◆ WORK REQUIRED ◆
Please restate word for word the lines from the top of the entries through the line that contains "locate: child in", and do not include any pictures.

◆ RECORDS FOR PROCESSING ◆
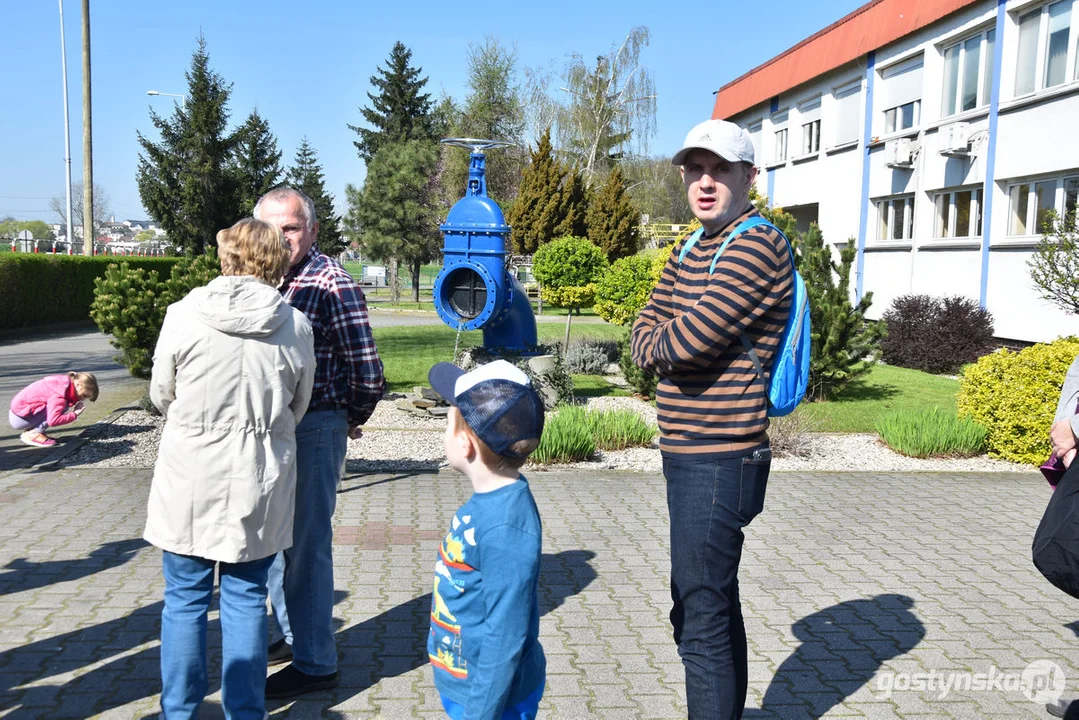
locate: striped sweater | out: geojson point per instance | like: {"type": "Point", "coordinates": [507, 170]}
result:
{"type": "Point", "coordinates": [710, 401]}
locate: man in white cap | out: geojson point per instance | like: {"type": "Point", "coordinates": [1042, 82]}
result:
{"type": "Point", "coordinates": [714, 302]}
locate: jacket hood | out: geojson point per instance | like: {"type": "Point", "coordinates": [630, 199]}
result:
{"type": "Point", "coordinates": [241, 304]}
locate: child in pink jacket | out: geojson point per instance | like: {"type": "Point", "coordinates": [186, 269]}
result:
{"type": "Point", "coordinates": [53, 401]}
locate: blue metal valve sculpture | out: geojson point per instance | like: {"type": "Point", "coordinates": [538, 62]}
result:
{"type": "Point", "coordinates": [474, 289]}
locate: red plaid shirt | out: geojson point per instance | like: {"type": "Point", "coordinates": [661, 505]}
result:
{"type": "Point", "coordinates": [349, 371]}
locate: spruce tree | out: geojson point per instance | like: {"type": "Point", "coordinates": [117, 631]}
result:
{"type": "Point", "coordinates": [394, 217]}
{"type": "Point", "coordinates": [257, 162]}
{"type": "Point", "coordinates": [613, 220]}
{"type": "Point", "coordinates": [306, 176]}
{"type": "Point", "coordinates": [845, 347]}
{"type": "Point", "coordinates": [187, 181]}
{"type": "Point", "coordinates": [399, 111]}
{"type": "Point", "coordinates": [576, 198]}
{"type": "Point", "coordinates": [538, 208]}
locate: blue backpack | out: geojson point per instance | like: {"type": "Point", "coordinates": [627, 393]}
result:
{"type": "Point", "coordinates": [790, 368]}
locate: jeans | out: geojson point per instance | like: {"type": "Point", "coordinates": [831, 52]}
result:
{"type": "Point", "coordinates": [189, 584]}
{"type": "Point", "coordinates": [301, 583]}
{"type": "Point", "coordinates": [710, 501]}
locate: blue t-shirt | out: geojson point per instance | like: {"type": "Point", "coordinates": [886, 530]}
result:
{"type": "Point", "coordinates": [485, 614]}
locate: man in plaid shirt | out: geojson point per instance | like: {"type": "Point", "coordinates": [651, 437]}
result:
{"type": "Point", "coordinates": [349, 382]}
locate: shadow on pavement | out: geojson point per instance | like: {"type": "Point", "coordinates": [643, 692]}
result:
{"type": "Point", "coordinates": [24, 574]}
{"type": "Point", "coordinates": [386, 646]}
{"type": "Point", "coordinates": [843, 647]}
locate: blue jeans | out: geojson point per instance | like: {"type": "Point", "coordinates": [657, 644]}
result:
{"type": "Point", "coordinates": [301, 582]}
{"type": "Point", "coordinates": [527, 709]}
{"type": "Point", "coordinates": [710, 501]}
{"type": "Point", "coordinates": [189, 584]}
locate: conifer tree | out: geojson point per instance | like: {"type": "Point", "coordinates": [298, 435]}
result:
{"type": "Point", "coordinates": [395, 216]}
{"type": "Point", "coordinates": [257, 162]}
{"type": "Point", "coordinates": [187, 181]}
{"type": "Point", "coordinates": [574, 208]}
{"type": "Point", "coordinates": [399, 111]}
{"type": "Point", "coordinates": [613, 220]}
{"type": "Point", "coordinates": [845, 345]}
{"type": "Point", "coordinates": [306, 176]}
{"type": "Point", "coordinates": [538, 208]}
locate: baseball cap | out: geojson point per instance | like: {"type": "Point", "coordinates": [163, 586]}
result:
{"type": "Point", "coordinates": [724, 138]}
{"type": "Point", "coordinates": [496, 399]}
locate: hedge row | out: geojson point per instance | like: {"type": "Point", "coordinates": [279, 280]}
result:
{"type": "Point", "coordinates": [42, 289]}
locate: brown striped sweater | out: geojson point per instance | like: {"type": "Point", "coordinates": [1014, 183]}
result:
{"type": "Point", "coordinates": [710, 399]}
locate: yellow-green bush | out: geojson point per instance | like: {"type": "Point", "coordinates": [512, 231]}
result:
{"type": "Point", "coordinates": [1014, 396]}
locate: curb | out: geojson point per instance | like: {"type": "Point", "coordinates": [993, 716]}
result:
{"type": "Point", "coordinates": [49, 462]}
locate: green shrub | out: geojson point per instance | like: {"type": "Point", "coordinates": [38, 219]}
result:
{"type": "Point", "coordinates": [932, 434]}
{"type": "Point", "coordinates": [617, 430]}
{"type": "Point", "coordinates": [1014, 396]}
{"type": "Point", "coordinates": [567, 437]}
{"type": "Point", "coordinates": [130, 304]}
{"type": "Point", "coordinates": [640, 381]}
{"type": "Point", "coordinates": [624, 289]}
{"type": "Point", "coordinates": [43, 289]}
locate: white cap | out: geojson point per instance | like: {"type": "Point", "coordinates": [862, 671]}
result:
{"type": "Point", "coordinates": [724, 138]}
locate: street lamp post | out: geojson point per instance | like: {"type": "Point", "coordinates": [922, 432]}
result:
{"type": "Point", "coordinates": [183, 98]}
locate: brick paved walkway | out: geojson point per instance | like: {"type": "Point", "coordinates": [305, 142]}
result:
{"type": "Point", "coordinates": [848, 583]}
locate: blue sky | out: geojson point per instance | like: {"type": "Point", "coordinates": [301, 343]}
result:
{"type": "Point", "coordinates": [305, 66]}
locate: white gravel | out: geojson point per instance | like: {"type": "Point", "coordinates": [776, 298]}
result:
{"type": "Point", "coordinates": [397, 440]}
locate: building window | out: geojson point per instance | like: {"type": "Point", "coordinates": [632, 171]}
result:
{"type": "Point", "coordinates": [896, 218]}
{"type": "Point", "coordinates": [1033, 204]}
{"type": "Point", "coordinates": [779, 141]}
{"type": "Point", "coordinates": [1046, 44]}
{"type": "Point", "coordinates": [968, 73]}
{"type": "Point", "coordinates": [958, 214]}
{"type": "Point", "coordinates": [847, 113]}
{"type": "Point", "coordinates": [809, 117]}
{"type": "Point", "coordinates": [901, 95]}
{"type": "Point", "coordinates": [754, 136]}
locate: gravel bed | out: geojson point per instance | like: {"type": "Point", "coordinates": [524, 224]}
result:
{"type": "Point", "coordinates": [397, 440]}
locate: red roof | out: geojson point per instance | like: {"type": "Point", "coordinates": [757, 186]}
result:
{"type": "Point", "coordinates": [872, 26]}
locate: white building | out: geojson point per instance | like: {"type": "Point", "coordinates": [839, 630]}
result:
{"type": "Point", "coordinates": [936, 135]}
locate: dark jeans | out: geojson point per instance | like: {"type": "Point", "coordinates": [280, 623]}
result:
{"type": "Point", "coordinates": [710, 501]}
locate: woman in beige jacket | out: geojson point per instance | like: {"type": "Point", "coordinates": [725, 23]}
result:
{"type": "Point", "coordinates": [232, 375]}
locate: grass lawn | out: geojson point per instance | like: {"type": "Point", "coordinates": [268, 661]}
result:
{"type": "Point", "coordinates": [409, 352]}
{"type": "Point", "coordinates": [885, 390]}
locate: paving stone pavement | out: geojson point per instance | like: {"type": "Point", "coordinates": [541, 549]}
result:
{"type": "Point", "coordinates": [851, 583]}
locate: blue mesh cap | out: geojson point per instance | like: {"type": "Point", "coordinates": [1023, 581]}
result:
{"type": "Point", "coordinates": [495, 399]}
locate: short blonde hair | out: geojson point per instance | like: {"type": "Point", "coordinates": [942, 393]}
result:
{"type": "Point", "coordinates": [86, 384]}
{"type": "Point", "coordinates": [254, 247]}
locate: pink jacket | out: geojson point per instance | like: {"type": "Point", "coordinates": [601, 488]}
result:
{"type": "Point", "coordinates": [54, 395]}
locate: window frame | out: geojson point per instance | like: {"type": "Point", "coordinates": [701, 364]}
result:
{"type": "Point", "coordinates": [984, 84]}
{"type": "Point", "coordinates": [886, 206]}
{"type": "Point", "coordinates": [947, 199]}
{"type": "Point", "coordinates": [1061, 184]}
{"type": "Point", "coordinates": [1041, 48]}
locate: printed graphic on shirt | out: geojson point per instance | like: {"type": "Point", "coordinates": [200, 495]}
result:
{"type": "Point", "coordinates": [445, 632]}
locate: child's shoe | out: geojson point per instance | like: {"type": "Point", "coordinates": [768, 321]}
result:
{"type": "Point", "coordinates": [37, 439]}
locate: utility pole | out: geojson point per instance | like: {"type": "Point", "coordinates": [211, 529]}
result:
{"type": "Point", "coordinates": [87, 140]}
{"type": "Point", "coordinates": [67, 136]}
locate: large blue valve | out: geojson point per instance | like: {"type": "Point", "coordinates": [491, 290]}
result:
{"type": "Point", "coordinates": [474, 289]}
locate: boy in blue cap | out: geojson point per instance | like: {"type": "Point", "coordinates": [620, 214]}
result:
{"type": "Point", "coordinates": [485, 617]}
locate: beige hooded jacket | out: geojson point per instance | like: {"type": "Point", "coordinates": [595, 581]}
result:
{"type": "Point", "coordinates": [232, 375]}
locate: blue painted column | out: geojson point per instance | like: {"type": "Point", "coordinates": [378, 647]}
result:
{"type": "Point", "coordinates": [866, 138]}
{"type": "Point", "coordinates": [991, 151]}
{"type": "Point", "coordinates": [773, 109]}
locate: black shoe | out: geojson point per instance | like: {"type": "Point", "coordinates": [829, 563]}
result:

◆ ANSWER BOX ◆
locate: striped sweater | out: geojson point per instance | like: {"type": "Point", "coordinates": [507, 170]}
result:
{"type": "Point", "coordinates": [710, 401]}
locate: man in white cap | out: geojson point per instance | like: {"type": "Point", "coordinates": [1042, 82]}
result:
{"type": "Point", "coordinates": [714, 302]}
locate: jacket hood | out: geojson point per instance | like: {"type": "Point", "coordinates": [630, 199]}
result:
{"type": "Point", "coordinates": [241, 304]}
locate: child in pink jacket | out: geojson point per instance | like: {"type": "Point", "coordinates": [186, 269]}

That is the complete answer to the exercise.